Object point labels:
— START —

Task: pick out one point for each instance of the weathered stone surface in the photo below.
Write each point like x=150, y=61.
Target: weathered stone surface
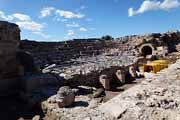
x=105, y=81
x=151, y=100
x=9, y=66
x=65, y=97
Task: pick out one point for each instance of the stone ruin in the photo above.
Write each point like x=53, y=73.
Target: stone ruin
x=10, y=68
x=96, y=63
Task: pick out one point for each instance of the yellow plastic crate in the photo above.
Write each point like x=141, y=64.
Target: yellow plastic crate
x=155, y=66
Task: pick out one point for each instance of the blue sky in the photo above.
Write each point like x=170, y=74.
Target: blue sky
x=57, y=20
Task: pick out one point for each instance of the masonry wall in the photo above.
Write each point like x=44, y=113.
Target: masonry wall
x=9, y=66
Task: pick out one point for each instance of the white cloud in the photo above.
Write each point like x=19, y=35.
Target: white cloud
x=92, y=29
x=42, y=34
x=69, y=14
x=82, y=7
x=21, y=17
x=72, y=25
x=30, y=25
x=82, y=29
x=46, y=11
x=148, y=5
x=5, y=17
x=71, y=33
x=89, y=19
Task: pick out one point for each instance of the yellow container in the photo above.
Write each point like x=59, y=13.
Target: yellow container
x=155, y=66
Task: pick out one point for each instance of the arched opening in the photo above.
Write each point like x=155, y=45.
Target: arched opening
x=146, y=50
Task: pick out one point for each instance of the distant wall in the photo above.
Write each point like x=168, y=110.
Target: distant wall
x=9, y=66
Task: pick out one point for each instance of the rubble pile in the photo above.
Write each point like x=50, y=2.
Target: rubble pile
x=89, y=69
x=155, y=98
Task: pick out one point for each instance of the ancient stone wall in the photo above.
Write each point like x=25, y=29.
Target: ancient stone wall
x=9, y=67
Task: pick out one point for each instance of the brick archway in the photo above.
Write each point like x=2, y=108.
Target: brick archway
x=146, y=49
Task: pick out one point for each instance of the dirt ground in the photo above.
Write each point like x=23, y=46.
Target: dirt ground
x=12, y=108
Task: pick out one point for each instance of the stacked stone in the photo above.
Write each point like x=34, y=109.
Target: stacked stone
x=9, y=67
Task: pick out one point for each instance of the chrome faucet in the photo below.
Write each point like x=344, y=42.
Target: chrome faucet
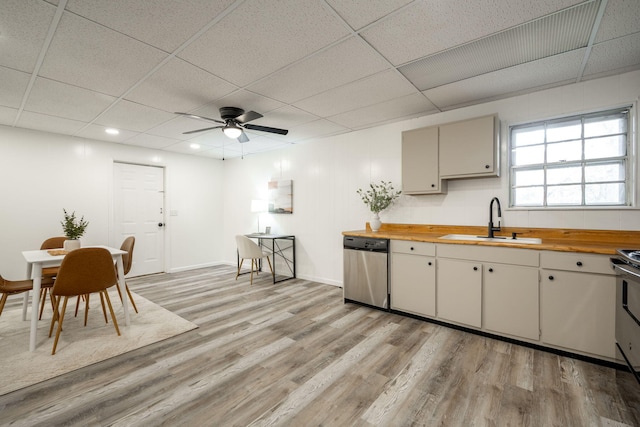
x=491, y=227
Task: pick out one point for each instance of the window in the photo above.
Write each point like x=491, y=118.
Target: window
x=573, y=161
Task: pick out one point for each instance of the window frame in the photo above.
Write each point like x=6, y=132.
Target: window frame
x=629, y=161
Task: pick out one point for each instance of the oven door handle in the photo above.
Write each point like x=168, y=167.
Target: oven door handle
x=626, y=270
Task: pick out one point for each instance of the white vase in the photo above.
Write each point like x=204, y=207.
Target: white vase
x=70, y=245
x=375, y=222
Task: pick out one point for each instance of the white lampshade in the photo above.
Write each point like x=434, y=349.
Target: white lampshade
x=232, y=131
x=258, y=206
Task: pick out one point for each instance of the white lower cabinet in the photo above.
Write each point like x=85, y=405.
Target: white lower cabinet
x=459, y=296
x=578, y=311
x=413, y=277
x=559, y=299
x=511, y=300
x=578, y=296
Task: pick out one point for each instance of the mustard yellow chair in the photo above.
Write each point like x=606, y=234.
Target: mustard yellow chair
x=11, y=287
x=83, y=271
x=49, y=273
x=248, y=249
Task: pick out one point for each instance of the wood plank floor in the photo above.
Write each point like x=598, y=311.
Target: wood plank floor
x=293, y=354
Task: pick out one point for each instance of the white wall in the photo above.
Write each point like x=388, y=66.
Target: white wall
x=42, y=173
x=326, y=174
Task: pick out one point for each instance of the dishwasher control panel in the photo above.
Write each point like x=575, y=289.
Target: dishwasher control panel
x=366, y=244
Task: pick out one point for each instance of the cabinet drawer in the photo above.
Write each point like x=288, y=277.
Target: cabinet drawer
x=416, y=248
x=570, y=261
x=514, y=256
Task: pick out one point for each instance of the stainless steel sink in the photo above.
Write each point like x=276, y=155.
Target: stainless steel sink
x=471, y=237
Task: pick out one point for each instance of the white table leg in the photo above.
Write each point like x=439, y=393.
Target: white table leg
x=35, y=303
x=123, y=289
x=25, y=300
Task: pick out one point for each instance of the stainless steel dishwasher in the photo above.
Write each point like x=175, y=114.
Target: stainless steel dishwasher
x=366, y=271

— END —

Problem statement:
Duplicate every line of the listing above, word for word, without the pictures.

Solution:
Task: pick out one point for each instance of the weathered stone surface in the photo below.
Write each point like x=150, y=61.
Target: weathered stone surface
x=105, y=81
x=151, y=100
x=9, y=66
x=65, y=97
Task: pick out one point for each instance of the stone ruin in the photo above.
Write each point like x=53, y=73.
Target: stone ruin
x=10, y=68
x=96, y=63
Task: pick out one point for each instance of the yellow plastic crate in the photo above.
Write each point like x=141, y=64.
Target: yellow plastic crate
x=155, y=66
Task: pick out one point for each instance of the blue sky in the photo above.
Write each point like x=170, y=74.
Target: blue sky
x=57, y=20
Task: pick out one point for each instance of the masonry wall in the photo above.
Write each point like x=44, y=113.
Target: masonry wall
x=9, y=66
Task: pick out one point for each instance of the white cloud in the photo above.
Write each point like x=19, y=35.
Target: white cloud
x=92, y=29
x=42, y=34
x=69, y=14
x=82, y=7
x=21, y=17
x=72, y=25
x=30, y=25
x=82, y=29
x=46, y=11
x=148, y=5
x=5, y=17
x=71, y=33
x=89, y=19
Task: pick out one point for each instance of the yellow container in the photo above.
Write each point like x=59, y=13.
Target: yellow container
x=155, y=66
Task: pick out one point for each instance of the arched opening in the photo above.
Write each point like x=155, y=45.
Target: arched opening
x=146, y=50
Task: pick out one point for each instance of the distant wall in the photo above.
Write each point like x=168, y=110.
Target: distant wall
x=9, y=66
Task: pick out one point for each instance of the rubble pile in the photo above.
Write each point like x=50, y=2.
Target: rubble pile
x=89, y=69
x=155, y=98
Task: pick out one point for each instance of the ancient stone wall in the photo above.
Write each point like x=25, y=29.
Target: ancient stone wall
x=9, y=67
Task: pick out one point for each instance of the brick archway in the photo above.
Write each point like x=2, y=108.
Target: brick archway
x=146, y=49
Task: pick out one point for each instance of the dirt ground in the photo above.
Write each point like x=23, y=46.
Target: dirt ground
x=12, y=108
Task: pick out one point for each instance of the stacked stone in the photo above.
Write each point like x=34, y=109.
Target: stacked stone
x=9, y=67
Task: pick out one point for each instance of the chrome faucet in the photo below.
Write each point like x=344, y=42.
Target: chrome faucet
x=491, y=227
Task: pick out one point for each instance of the window in the photo above.
Write each point like x=491, y=118.
Target: window
x=573, y=161
Task: pick out one point for each instance of the window frame in the photo above.
Write each point like x=6, y=132.
Target: window frame
x=629, y=161
Task: pick out one point for each instance of the oven door handle in the photo above.
Write each point like x=168, y=167.
Target: oven door handle
x=626, y=270
Task: pick out one point for each instance of the white vase in the photo above.
Write each point like x=204, y=207.
Target: white vase
x=70, y=245
x=375, y=222
Task: pick out one point for each instance of the white lampshade in the photo above.
Write each point like x=434, y=349.
Target: white lampshade
x=232, y=131
x=258, y=206
Task: pick out one point for each instance of the white lower cabinet in the photo above.
Write each point like x=85, y=405.
Target: white lower cabinet
x=459, y=296
x=578, y=311
x=413, y=277
x=559, y=299
x=511, y=300
x=578, y=296
Task: pick out one point for each instance of the mustard yellow chair in the photo above.
Write each point like x=606, y=234.
Target: mustard yellow chair
x=11, y=287
x=83, y=271
x=49, y=273
x=248, y=249
Task: pick out one point for each instance of the wood plank floor in the photo above.
Write each point like x=598, y=311.
Target: wood plank floor
x=293, y=354
Task: pick out one point for each instance of the white wall in the photo above.
Write each point like x=388, y=66.
Target: white wall
x=42, y=173
x=326, y=174
Task: pick out one point for each instance of the dishwasher control panel in the photo above.
Write each point like x=575, y=289.
Target: dishwasher control panel
x=366, y=244
Task: pick out one point for each instance of the cabinet drawer in the photo above.
Write each point like x=288, y=277.
Target: cabinet drawer
x=416, y=248
x=570, y=261
x=514, y=256
Task: pick out one point for each instance of the stainless steel sink in the photo above.
Write each point like x=276, y=155.
Target: stainless steel sink
x=471, y=237
Task: pick out one point for each instance of the white table leg in the photo above.
Write each point like x=439, y=393.
Target: white table leg
x=35, y=303
x=123, y=289
x=25, y=300
Task: pick out one point for each instance of the stainless steel dishwasher in the photo above.
Write each point like x=175, y=114.
Target: stainless steel dishwasher
x=366, y=271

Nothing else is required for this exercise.